WORK TASK: Omit the pictures, then reproduce every remaining record exactly.

DATA SECTION:
..........
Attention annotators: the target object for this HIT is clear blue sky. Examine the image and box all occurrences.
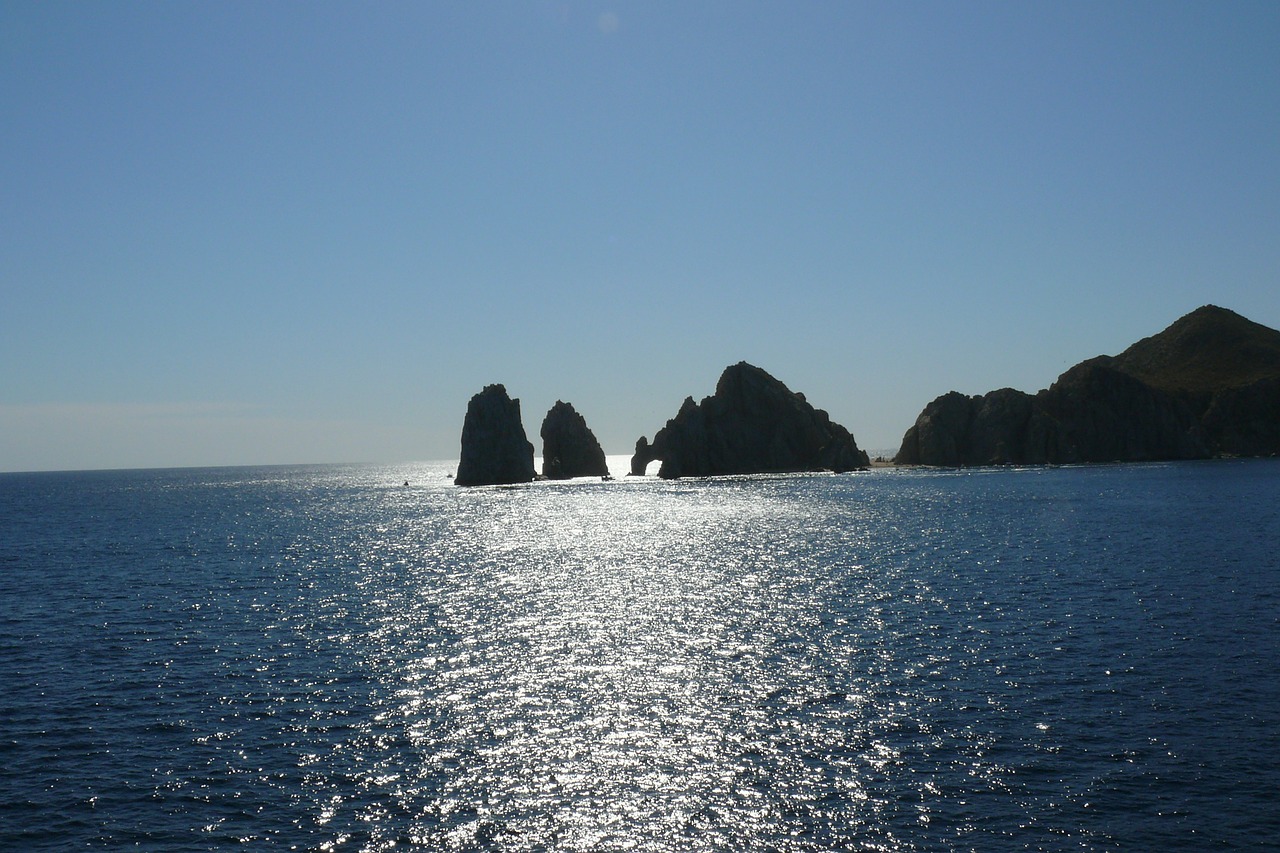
[3,1,1278,471]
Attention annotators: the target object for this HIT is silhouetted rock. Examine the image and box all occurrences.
[895,305,1280,466]
[895,388,1040,466]
[1033,359,1208,463]
[629,437,652,476]
[455,384,536,486]
[631,362,870,478]
[540,400,609,479]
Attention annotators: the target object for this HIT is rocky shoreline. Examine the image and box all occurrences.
[453,305,1280,485]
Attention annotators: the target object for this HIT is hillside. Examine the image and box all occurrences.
[896,305,1280,465]
[1110,305,1280,394]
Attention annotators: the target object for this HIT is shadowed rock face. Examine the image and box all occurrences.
[540,400,609,479]
[896,388,1037,467]
[631,362,869,478]
[895,305,1280,466]
[455,384,536,486]
[1200,375,1280,457]
[1034,360,1208,463]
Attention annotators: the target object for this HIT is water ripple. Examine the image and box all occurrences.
[2,461,1279,850]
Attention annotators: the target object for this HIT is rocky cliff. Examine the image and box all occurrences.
[895,305,1280,466]
[455,384,536,486]
[540,400,609,479]
[631,362,869,478]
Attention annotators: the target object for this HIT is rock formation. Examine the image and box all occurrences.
[454,384,536,486]
[540,400,609,479]
[895,305,1280,466]
[630,362,870,478]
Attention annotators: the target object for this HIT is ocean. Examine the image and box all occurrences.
[1,457,1278,851]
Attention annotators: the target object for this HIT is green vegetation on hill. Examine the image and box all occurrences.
[1111,305,1280,394]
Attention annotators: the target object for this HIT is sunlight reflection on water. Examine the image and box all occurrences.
[317,471,938,850]
[4,460,1280,850]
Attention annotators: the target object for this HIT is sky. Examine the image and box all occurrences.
[3,1,1279,472]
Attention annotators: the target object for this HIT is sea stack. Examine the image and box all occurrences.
[540,400,609,479]
[455,384,536,486]
[895,305,1280,466]
[630,362,870,478]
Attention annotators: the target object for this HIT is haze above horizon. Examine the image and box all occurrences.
[3,2,1278,472]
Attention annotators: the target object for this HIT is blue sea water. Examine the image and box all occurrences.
[1,457,1278,851]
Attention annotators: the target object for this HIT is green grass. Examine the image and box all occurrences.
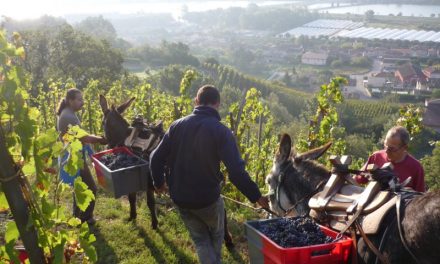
[91,190,263,264]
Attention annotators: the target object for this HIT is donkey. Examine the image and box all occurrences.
[266,134,440,264]
[98,95,236,248]
[99,95,163,229]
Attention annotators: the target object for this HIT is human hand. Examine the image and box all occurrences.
[256,195,270,209]
[99,136,108,145]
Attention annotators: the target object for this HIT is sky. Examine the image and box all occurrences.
[2,0,260,20]
[2,1,294,21]
[2,0,162,20]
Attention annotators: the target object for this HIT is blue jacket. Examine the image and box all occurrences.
[150,106,262,209]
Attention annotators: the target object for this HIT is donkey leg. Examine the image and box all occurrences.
[223,209,235,250]
[128,192,137,221]
[146,188,158,230]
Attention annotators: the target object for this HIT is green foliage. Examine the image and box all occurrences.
[0,30,96,263]
[397,104,423,140]
[297,77,347,157]
[183,6,318,32]
[365,9,375,22]
[5,222,20,264]
[226,88,277,189]
[175,69,197,119]
[18,23,123,90]
[351,56,372,68]
[62,125,88,176]
[432,88,440,98]
[74,178,95,212]
[338,100,400,140]
[128,41,200,68]
[75,16,117,43]
[422,141,440,191]
[202,62,309,119]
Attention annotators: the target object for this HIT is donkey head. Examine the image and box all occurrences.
[265,134,332,216]
[99,94,135,148]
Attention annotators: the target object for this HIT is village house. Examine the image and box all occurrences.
..........
REPLY:
Attention annotators: the target object for this HIT is clear blue sky. Examine the image and box all occurrences.
[3,1,1278,471]
Attention annotators: the target object for this HIT is silhouetted rock. Examine the image and box all occurrences.
[895,305,1280,466]
[895,388,1040,466]
[1033,359,1208,463]
[629,437,652,476]
[455,384,536,486]
[631,362,870,478]
[540,400,609,479]
Attention annotators: the target object for this HIT is rocky shoreline. Examine the image and box all occurrences.
[453,305,1280,485]
Attention annotators: the target object for this HIT is hillside. Examine the image and box all occurrences.
[896,305,1280,465]
[1110,305,1280,394]
Attention annotators: the target object for this HIT is shadowed rock face. Examine the image and box all occurrences.
[540,400,609,479]
[896,388,1037,467]
[631,362,869,478]
[895,305,1280,466]
[455,384,536,486]
[1200,375,1280,457]
[1034,360,1208,463]
Attention annotators: the target object for this HIT is water ripple. Examine the image and box all occurrences.
[2,461,1279,850]
Attention annotators: the target object for this HIT is rocky cliff. Examine the image and box all occurrences.
[895,305,1280,466]
[455,384,536,486]
[540,400,609,479]
[631,362,869,478]
Attention annotators: the target object for this HIT is rock formation. Examine the image and box all occurrences.
[454,384,536,486]
[540,400,609,479]
[895,305,1280,466]
[630,362,870,478]
Attention annotators: the target object for this HIT is ocean. Examine the image and box all occurrences.
[1,457,1278,851]
Attention annotators: the target object for this HIT is green vegetation on hill. Examine the image and box all occurrences.
[1111,305,1280,394]
Attention annotators: the target object for this HIT is sunlight reflection on water. Examine the image and box all occurrences.
[317,471,938,850]
[4,460,1280,850]
Attention annotators: the target object for this HIT is sky. Examine the image and box all occurrences.
[3,1,1279,472]
Attention annotators: the target object for this HIT is sea stack. Examine the image and box all occurrences.
[540,400,609,479]
[455,384,536,486]
[895,305,1280,466]
[630,362,870,478]
Attention annotators: the target object for this HIT is haze above horizon. Examine the image and box all occurrences.
[3,2,1278,472]
Attention annotators: the target object for this HIT is blue sea water. Examine the image and box all occurrences.
[1,457,1278,851]
Attention annotators: the target object for this HIT is green grass. Examine the image and box all occurrences.
[91,190,263,264]
Attention annotators: the target object for this HIT is donkey. Examine the image and box all occurrences.
[266,134,440,264]
[98,95,236,248]
[99,95,163,229]
Attention annotators: the target object for this HIT is human hand. Examine the image and box all occurrences.
[256,195,270,209]
[99,136,108,145]
Attention annotators: the target object for this HIT is sky. Examine the image and box all occurrences.
[2,0,260,20]
[2,1,294,21]
[2,0,162,20]
Attention annotators: the target object for this HIT is blue jacket. Examine the image and box all occurrences.
[150,106,262,209]
Attention annotators: the target object for this HIT is donkey leg. Examine the image and box all occurrences.
[223,209,235,250]
[128,192,137,221]
[146,188,158,230]
Attention annotators: the target object for this HIT is green foliage. Examine the image and box all occurrences.
[0,30,96,263]
[397,104,423,140]
[297,77,347,157]
[183,6,318,32]
[365,9,375,22]
[5,222,20,264]
[226,88,277,189]
[175,69,197,119]
[18,23,123,90]
[351,56,372,68]
[62,125,88,176]
[432,88,440,98]
[74,178,95,212]
[338,100,400,140]
[128,41,200,68]
[75,16,117,43]
[422,141,440,191]
[202,62,309,119]
Attention annotators: the target object for this HIT is donkey head. Examine the image and box all occurrences.
[265,134,332,216]
[99,94,135,148]
Attention annotators: the target object for this HIT is village house. Examine the image and box all occurrences.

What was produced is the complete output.